> SOURCE DATA:
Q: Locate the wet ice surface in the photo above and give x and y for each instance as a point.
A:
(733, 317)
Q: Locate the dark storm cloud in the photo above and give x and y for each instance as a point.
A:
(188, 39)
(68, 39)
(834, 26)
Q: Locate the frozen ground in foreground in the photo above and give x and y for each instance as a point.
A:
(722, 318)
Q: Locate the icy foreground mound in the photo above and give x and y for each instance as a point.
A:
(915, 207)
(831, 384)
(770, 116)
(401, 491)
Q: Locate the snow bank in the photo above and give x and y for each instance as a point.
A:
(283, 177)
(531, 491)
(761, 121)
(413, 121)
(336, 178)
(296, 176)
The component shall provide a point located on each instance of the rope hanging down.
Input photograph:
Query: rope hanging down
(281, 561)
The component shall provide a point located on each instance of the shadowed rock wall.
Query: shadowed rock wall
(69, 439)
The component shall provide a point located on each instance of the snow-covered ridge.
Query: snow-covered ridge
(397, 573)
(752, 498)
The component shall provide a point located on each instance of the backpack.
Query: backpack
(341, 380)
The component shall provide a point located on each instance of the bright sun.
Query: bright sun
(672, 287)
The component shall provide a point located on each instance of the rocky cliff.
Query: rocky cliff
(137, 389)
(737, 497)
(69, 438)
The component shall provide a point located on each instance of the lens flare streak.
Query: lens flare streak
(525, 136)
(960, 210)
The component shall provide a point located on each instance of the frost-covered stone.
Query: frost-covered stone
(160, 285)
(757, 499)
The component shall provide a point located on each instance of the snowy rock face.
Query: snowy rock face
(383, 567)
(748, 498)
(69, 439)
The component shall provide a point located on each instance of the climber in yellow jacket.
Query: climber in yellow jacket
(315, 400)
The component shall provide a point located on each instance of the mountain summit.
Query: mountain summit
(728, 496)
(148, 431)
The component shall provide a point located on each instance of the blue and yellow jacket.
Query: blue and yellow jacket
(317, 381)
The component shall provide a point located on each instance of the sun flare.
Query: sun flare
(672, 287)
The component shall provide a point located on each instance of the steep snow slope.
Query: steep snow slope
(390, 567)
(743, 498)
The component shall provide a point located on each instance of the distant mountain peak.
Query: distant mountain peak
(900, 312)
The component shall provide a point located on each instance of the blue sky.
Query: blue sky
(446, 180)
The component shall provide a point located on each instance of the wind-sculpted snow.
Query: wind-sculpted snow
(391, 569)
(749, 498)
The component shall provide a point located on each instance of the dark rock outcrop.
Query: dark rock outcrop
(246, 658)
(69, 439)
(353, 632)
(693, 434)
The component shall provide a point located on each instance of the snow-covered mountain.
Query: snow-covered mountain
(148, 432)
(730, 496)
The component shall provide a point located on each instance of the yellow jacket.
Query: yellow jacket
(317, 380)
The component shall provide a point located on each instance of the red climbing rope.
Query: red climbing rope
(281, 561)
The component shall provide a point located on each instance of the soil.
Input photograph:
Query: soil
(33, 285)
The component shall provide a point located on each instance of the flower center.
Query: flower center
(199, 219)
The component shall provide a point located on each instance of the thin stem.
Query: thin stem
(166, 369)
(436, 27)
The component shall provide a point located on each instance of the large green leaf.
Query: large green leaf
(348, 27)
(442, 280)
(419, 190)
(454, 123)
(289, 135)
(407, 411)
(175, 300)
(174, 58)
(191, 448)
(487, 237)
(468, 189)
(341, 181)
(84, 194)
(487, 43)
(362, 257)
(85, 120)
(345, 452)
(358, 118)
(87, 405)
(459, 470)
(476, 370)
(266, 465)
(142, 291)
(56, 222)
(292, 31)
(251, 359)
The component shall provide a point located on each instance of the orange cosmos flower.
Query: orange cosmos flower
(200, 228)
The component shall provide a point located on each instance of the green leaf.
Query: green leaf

> ASSIGNMENT:
Would you please show every line of the material above that includes the string "foreground"?

> SOLUTION TO THIS PROBLEM:
Q: Locate the frozen ground in foreground in the photo above and give x and y for each instance as a point.
Q: Locate the icy foreground mound in the photo above and give x and y for each instance as a point.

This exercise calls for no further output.